GIVEN DATA:
= = = =
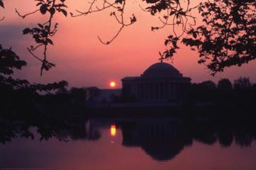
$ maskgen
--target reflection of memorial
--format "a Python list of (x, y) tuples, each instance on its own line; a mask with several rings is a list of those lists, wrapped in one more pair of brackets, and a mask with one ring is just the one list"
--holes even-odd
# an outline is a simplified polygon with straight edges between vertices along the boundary
[(157, 160), (173, 159), (186, 146), (192, 144), (192, 137), (178, 123), (166, 121), (139, 121), (122, 123), (123, 144), (141, 147)]
[(250, 147), (256, 139), (254, 121), (242, 123), (230, 121), (218, 123), (192, 120), (181, 118), (154, 118), (133, 119), (118, 122), (125, 147), (139, 147), (154, 159), (169, 160), (174, 158), (186, 147), (196, 140), (206, 144), (217, 141), (222, 147), (236, 144)]

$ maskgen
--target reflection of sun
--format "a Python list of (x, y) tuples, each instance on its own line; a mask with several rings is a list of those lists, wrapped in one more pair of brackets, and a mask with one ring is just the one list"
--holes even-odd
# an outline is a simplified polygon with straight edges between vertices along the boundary
[(110, 135), (111, 136), (115, 136), (117, 134), (117, 128), (115, 125), (111, 125), (110, 126)]
[(114, 87), (116, 86), (116, 84), (115, 84), (114, 81), (111, 81), (110, 85), (111, 87)]

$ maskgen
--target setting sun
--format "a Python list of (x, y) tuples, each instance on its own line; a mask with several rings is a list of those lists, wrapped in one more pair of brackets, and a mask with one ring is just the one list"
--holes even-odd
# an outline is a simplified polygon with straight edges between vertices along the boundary
[(114, 81), (111, 81), (110, 85), (111, 87), (115, 87), (116, 83)]

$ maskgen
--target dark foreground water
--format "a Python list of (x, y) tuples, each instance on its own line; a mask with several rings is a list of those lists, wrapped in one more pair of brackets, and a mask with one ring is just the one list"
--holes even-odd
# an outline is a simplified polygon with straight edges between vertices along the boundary
[[(94, 118), (40, 141), (0, 144), (0, 169), (256, 169), (251, 123)], [(32, 128), (36, 132), (36, 128)]]

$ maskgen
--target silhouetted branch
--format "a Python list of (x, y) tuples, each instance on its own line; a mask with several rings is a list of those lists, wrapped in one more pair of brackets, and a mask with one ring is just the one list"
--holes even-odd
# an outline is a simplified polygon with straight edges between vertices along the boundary
[(21, 17), (22, 18), (25, 18), (27, 16), (29, 16), (29, 15), (32, 15), (32, 14), (34, 14), (36, 13), (36, 12), (39, 11), (40, 10), (39, 9), (37, 9), (35, 11), (33, 11), (33, 12), (31, 12), (31, 13), (28, 13), (25, 15), (21, 15), (16, 8), (15, 8), (15, 12), (18, 14), (18, 16)]
[[(114, 16), (115, 20), (117, 21), (117, 23), (119, 25), (121, 25), (119, 30), (110, 40), (109, 40), (107, 41), (103, 41), (99, 35), (97, 36), (97, 38), (101, 43), (105, 44), (105, 45), (108, 45), (108, 44), (111, 43), (115, 38), (117, 38), (117, 36), (119, 35), (119, 33), (121, 33), (121, 31), (125, 26), (131, 26), (134, 22), (136, 22), (137, 18), (136, 18), (134, 14), (132, 14), (132, 17), (130, 17), (130, 23), (124, 23), (124, 7), (125, 7), (125, 0), (115, 1), (114, 3), (110, 3), (107, 0), (102, 0), (102, 1), (103, 1), (103, 3), (102, 3), (102, 6), (101, 8), (99, 8), (98, 6), (97, 6), (95, 5), (96, 0), (93, 0), (91, 3), (90, 3), (90, 7), (86, 12), (81, 12), (78, 10), (76, 10), (76, 11), (78, 13), (78, 14), (74, 15), (72, 13), (70, 13), (70, 14), (71, 14), (72, 17), (77, 17), (77, 16), (86, 16), (89, 13), (94, 13), (94, 12), (99, 12), (99, 11), (101, 11), (105, 10), (107, 8), (114, 8), (116, 11), (111, 12), (110, 16)], [(122, 4), (122, 6), (121, 7), (119, 6), (118, 4)], [(95, 8), (96, 9), (93, 9), (94, 6), (95, 6)], [(117, 17), (116, 12), (120, 13), (120, 14), (119, 14), (120, 18), (119, 18)]]

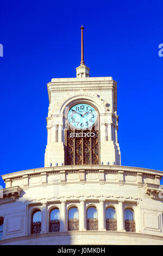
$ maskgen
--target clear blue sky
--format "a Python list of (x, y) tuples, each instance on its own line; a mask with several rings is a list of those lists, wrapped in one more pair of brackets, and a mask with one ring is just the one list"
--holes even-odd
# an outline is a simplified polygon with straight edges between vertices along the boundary
[(162, 0), (1, 0), (1, 175), (44, 166), (46, 84), (76, 77), (82, 24), (91, 76), (117, 82), (122, 165), (163, 170), (162, 10)]

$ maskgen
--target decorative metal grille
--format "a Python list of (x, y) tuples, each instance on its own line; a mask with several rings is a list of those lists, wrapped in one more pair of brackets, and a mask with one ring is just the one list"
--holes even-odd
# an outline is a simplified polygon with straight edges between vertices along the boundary
[(31, 224), (31, 234), (39, 234), (41, 230), (41, 222), (36, 221)]
[[(79, 132), (77, 131), (76, 132)], [(75, 164), (82, 164), (82, 138), (78, 138), (75, 139)]]
[(117, 231), (117, 220), (115, 218), (106, 219), (106, 230)]
[[(71, 138), (71, 133), (93, 132), (94, 137)], [(98, 164), (99, 131), (93, 127), (91, 130), (67, 131), (66, 162), (67, 165)]]
[(73, 141), (72, 138), (70, 137), (72, 131), (67, 131), (67, 164), (68, 165), (73, 164)]
[(125, 220), (125, 229), (128, 232), (136, 232), (134, 220)]
[(76, 231), (79, 230), (79, 220), (78, 218), (70, 218), (68, 221), (68, 230)]
[(89, 218), (86, 220), (87, 230), (98, 230), (98, 219), (97, 218)]
[(53, 220), (49, 221), (49, 232), (58, 232), (60, 230), (60, 220)]

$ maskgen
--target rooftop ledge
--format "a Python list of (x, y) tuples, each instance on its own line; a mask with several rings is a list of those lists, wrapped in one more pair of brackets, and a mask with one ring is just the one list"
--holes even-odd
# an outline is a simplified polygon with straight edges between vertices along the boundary
[[(56, 83), (58, 82), (74, 82), (74, 81), (113, 81), (111, 76), (104, 76), (98, 77), (70, 77), (64, 78), (52, 78), (51, 82)], [(50, 82), (51, 83), (51, 82)]]
[(63, 166), (52, 167), (42, 167), (39, 168), (30, 169), (28, 170), (21, 170), (19, 172), (15, 172), (7, 174), (3, 174), (1, 175), (3, 180), (7, 179), (13, 178), (15, 177), (21, 177), (24, 175), (31, 175), (34, 174), (39, 174), (42, 172), (58, 172), (62, 170), (71, 171), (72, 170), (80, 170), (85, 169), (86, 170), (123, 170), (124, 172), (130, 172), (133, 173), (140, 172), (143, 174), (151, 174), (151, 175), (158, 175), (160, 177), (163, 176), (163, 172), (156, 170), (153, 170), (151, 169), (147, 169), (140, 167), (133, 167), (130, 166), (108, 166), (108, 165), (76, 165), (76, 166)]

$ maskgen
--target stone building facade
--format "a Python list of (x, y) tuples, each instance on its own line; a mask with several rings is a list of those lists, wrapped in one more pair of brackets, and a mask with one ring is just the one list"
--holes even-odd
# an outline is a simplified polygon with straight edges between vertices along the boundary
[(117, 83), (82, 60), (47, 84), (45, 167), (2, 175), (0, 245), (163, 245), (163, 172), (121, 166)]

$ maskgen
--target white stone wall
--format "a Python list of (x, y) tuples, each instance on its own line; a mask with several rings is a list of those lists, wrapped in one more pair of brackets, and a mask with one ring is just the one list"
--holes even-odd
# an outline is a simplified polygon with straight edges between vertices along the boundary
[(101, 161), (121, 165), (117, 115), (117, 83), (112, 77), (53, 78), (47, 84), (49, 107), (45, 166), (64, 163), (65, 109), (83, 100), (93, 104), (100, 119)]
[[(147, 176), (151, 183), (144, 184), (143, 178)], [(5, 174), (3, 178), (8, 187), (0, 199), (0, 217), (4, 217), (0, 244), (96, 244), (98, 241), (98, 244), (106, 245), (162, 245), (162, 200), (158, 197), (162, 176), (162, 172), (153, 170), (101, 165), (93, 168), (44, 168)], [(79, 231), (67, 230), (71, 206), (79, 210)], [(86, 230), (89, 206), (97, 209), (98, 231)], [(116, 211), (117, 231), (105, 229), (109, 206)], [(61, 220), (58, 234), (48, 232), (49, 212), (55, 207), (59, 209)], [(134, 213), (136, 232), (132, 234), (125, 230), (126, 208)], [(40, 234), (31, 235), (32, 214), (35, 209), (42, 212), (42, 230)]]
= = = =
EXERCISE BRIEF:
Output the rows above as a JSON list of strings, one string per line. Begin at the start of the rows, stop after the line that contains "87), (116, 83)]", leave out blank lines, and omit the pictures.

WRITTEN ANSWER:
[
  "$ maskgen",
  "--target reflection of memorial",
  "--format \"a Python list of (x, y) tuples, each instance on its own line; a mask with several rings is a list of those lists, wrapped in one more pair of brackets, and a mask with one ring is just the one list\"",
  "--holes even-odd",
  "# an outline is a simplified polygon with straight edges between vertices along the boundary",
  "[(157, 160), (173, 159), (186, 146), (192, 144), (192, 137), (178, 123), (166, 121), (139, 121), (122, 123), (123, 144), (141, 147)]",
  "[(250, 147), (256, 139), (254, 121), (242, 123), (230, 121), (218, 123), (192, 120), (181, 118), (154, 118), (133, 119), (118, 122), (125, 147), (139, 147), (154, 159), (169, 160), (174, 158), (186, 147), (196, 140), (206, 144), (217, 141), (222, 147), (236, 144)]",
  "$ maskgen",
  "--target reflection of sun",
  "--format \"a Python list of (x, y) tuples, each instance on its own line; a mask with several rings is a list of those lists, wrapped in one more pair of brackets, and a mask with one ring is just the one list\"",
  "--holes even-odd",
  "# an outline is a simplified polygon with straight edges between vertices along the boundary",
  "[(110, 135), (111, 136), (115, 136), (117, 134), (117, 128), (115, 125), (111, 125), (110, 126)]",
  "[(114, 87), (116, 86), (116, 84), (115, 84), (114, 81), (111, 81), (110, 85), (111, 87)]",
  "$ maskgen",
  "--target setting sun",
  "--format \"a Python list of (x, y) tuples, each instance on its own line; a mask with several rings is a list of those lists, wrapped in one more pair of brackets, and a mask with one ring is just the one list\"",
  "--holes even-odd",
  "# an outline is a simplified polygon with straight edges between vertices along the boundary",
  "[(114, 81), (111, 81), (110, 85), (111, 87), (115, 87), (116, 83)]"
]